*Your objective:* Every line with the string "tree" in it belongs in your answer, so copy them all from the data.

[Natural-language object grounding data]
☆ ☆ ☆ ☆ ☆ ☆ ☆
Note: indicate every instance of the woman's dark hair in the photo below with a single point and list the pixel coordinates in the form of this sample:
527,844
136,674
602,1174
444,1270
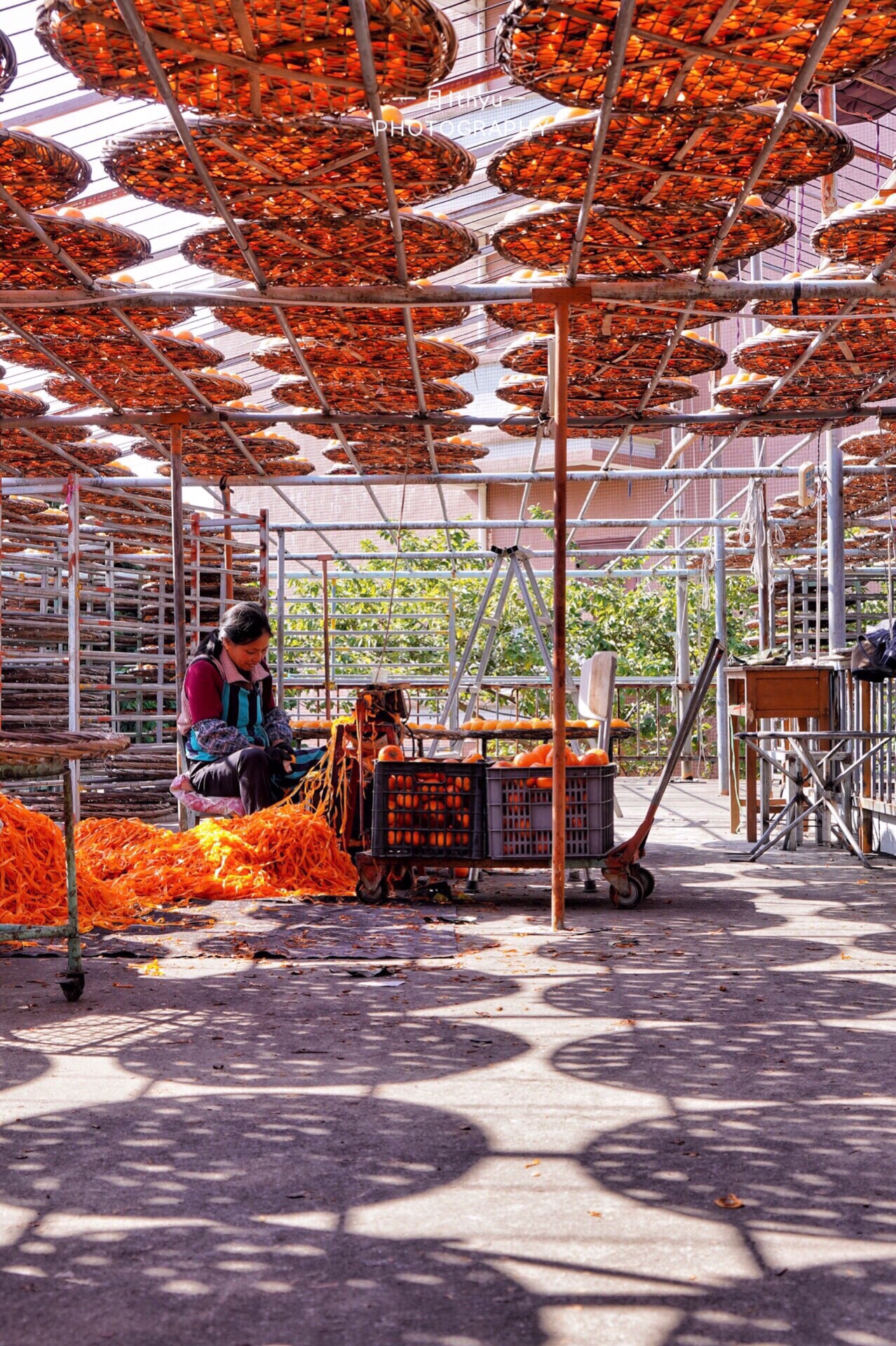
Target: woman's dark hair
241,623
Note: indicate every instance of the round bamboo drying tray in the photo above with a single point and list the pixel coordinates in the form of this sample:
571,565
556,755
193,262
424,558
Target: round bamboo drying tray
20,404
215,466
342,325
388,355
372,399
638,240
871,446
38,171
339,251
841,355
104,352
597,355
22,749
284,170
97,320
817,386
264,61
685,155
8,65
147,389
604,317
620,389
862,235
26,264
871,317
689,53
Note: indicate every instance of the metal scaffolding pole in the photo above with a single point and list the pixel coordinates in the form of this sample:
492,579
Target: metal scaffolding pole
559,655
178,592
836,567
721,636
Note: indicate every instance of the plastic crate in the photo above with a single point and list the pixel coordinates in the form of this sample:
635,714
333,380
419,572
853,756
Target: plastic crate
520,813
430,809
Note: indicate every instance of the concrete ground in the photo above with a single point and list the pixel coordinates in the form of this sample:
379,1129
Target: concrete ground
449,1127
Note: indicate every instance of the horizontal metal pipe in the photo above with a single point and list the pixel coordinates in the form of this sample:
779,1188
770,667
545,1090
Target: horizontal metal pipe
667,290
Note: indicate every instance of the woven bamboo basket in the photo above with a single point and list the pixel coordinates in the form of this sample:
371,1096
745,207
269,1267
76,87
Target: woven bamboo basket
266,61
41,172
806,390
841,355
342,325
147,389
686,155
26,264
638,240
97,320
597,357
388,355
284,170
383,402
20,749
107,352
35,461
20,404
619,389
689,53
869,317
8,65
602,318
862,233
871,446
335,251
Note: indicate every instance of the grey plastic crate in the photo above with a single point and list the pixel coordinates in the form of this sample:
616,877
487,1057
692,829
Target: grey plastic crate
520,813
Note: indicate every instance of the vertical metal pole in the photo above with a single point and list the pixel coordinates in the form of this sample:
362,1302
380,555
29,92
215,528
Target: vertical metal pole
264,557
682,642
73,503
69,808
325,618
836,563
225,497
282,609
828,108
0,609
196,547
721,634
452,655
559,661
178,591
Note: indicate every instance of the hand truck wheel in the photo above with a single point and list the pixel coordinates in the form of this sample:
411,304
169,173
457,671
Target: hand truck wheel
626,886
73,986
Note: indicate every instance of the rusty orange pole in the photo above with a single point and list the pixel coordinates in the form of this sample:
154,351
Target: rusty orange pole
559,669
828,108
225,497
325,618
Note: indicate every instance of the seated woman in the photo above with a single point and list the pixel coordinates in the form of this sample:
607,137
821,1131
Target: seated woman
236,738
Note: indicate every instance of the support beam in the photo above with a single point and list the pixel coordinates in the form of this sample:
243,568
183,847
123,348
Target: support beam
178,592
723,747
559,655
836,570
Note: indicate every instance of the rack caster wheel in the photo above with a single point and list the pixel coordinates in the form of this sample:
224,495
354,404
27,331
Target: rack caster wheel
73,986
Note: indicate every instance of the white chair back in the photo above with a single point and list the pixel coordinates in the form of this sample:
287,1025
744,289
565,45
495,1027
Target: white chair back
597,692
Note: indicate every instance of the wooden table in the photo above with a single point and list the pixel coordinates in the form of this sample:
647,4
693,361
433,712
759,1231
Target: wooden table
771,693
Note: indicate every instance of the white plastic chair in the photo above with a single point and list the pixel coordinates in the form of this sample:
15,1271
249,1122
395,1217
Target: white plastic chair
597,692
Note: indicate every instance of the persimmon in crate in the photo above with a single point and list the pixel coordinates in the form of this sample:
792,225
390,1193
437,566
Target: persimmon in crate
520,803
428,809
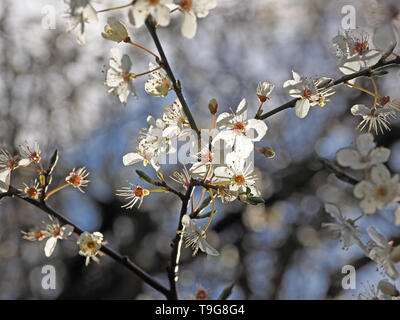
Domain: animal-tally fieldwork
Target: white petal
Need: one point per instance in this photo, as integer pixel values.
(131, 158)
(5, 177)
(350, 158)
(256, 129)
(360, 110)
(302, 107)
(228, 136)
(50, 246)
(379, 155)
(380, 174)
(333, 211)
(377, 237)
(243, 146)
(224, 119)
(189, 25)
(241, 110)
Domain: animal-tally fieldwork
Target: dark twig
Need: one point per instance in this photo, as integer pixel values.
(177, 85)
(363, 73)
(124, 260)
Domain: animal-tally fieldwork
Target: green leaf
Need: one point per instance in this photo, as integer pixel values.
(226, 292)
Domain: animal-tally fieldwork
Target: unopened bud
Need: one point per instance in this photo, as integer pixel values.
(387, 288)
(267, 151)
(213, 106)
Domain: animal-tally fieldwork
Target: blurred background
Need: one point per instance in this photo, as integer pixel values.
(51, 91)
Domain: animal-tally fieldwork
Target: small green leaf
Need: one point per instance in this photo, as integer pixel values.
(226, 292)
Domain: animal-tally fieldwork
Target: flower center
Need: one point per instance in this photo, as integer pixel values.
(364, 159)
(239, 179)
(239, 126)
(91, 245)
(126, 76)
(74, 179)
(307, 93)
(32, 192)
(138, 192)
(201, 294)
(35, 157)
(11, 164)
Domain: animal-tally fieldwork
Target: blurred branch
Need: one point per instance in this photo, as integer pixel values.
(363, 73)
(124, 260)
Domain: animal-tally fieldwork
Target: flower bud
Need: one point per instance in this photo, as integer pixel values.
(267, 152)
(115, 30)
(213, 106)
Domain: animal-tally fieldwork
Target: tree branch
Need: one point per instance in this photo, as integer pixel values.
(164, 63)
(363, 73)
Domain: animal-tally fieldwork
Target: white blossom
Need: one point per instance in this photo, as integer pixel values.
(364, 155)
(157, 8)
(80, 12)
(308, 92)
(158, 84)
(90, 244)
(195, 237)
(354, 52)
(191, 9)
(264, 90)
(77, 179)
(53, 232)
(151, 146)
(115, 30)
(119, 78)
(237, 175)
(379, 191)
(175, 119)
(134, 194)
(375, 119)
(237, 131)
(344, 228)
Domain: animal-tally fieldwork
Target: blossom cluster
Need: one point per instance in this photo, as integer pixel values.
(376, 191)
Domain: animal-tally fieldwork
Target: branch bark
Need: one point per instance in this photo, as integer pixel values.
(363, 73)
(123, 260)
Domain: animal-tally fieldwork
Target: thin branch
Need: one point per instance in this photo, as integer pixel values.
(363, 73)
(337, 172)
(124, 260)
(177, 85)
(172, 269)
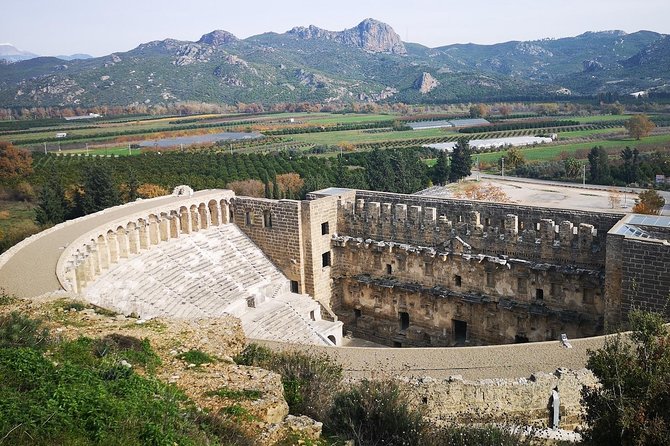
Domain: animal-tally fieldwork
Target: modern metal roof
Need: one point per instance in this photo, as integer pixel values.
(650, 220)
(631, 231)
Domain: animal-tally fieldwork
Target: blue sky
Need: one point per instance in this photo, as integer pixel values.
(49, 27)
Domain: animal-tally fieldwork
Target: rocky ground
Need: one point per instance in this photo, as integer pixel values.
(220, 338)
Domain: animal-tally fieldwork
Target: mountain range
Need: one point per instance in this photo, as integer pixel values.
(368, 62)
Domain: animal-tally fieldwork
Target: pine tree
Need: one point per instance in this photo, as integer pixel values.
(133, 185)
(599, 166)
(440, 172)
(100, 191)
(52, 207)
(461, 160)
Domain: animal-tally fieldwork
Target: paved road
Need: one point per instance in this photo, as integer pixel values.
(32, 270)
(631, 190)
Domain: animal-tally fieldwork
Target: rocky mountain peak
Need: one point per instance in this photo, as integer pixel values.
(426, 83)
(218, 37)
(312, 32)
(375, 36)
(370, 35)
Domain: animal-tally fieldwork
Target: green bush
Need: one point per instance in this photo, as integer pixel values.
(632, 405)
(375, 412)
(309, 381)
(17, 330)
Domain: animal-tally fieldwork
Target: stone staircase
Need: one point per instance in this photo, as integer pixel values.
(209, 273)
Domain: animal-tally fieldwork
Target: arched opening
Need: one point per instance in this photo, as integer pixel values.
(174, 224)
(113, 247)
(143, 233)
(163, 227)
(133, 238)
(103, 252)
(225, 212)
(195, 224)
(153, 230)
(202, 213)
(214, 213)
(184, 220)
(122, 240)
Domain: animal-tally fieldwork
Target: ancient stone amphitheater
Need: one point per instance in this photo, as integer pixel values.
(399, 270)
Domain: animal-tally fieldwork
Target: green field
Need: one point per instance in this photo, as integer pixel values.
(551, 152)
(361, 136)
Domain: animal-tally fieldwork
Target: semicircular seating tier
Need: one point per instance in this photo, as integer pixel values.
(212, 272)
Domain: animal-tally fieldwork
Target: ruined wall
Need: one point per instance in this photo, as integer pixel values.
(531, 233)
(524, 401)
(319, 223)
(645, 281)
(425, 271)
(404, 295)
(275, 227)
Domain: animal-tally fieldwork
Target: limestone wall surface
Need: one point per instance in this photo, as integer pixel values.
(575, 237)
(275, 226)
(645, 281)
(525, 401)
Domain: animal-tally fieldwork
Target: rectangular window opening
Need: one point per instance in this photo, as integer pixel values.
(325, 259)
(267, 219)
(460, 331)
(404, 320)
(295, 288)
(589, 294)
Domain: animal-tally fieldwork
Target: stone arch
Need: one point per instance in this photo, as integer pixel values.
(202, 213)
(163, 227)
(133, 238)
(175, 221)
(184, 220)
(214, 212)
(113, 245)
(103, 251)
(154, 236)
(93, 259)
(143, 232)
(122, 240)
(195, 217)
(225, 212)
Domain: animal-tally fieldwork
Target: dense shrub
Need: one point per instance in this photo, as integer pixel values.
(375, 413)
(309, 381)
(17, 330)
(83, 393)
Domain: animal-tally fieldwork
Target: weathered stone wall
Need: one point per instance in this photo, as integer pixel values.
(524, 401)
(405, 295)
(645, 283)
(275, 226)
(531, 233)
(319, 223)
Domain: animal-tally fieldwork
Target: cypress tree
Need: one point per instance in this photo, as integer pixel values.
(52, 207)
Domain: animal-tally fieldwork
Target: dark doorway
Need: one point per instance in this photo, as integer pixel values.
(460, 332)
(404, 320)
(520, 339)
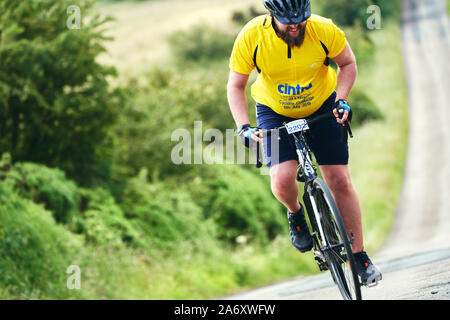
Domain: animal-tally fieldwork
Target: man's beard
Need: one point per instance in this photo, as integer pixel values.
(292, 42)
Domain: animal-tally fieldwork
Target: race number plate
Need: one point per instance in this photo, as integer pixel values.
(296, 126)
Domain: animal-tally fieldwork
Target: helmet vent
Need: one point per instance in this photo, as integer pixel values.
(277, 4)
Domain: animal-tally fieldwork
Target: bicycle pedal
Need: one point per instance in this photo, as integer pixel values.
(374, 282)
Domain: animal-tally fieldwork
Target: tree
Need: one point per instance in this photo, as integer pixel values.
☆ ☆ ☆ ☆ ☆ ☆ ☆
*Result of the exercise:*
Target: tree branch
Target: pine tree
Target: cypress tree
Target: tree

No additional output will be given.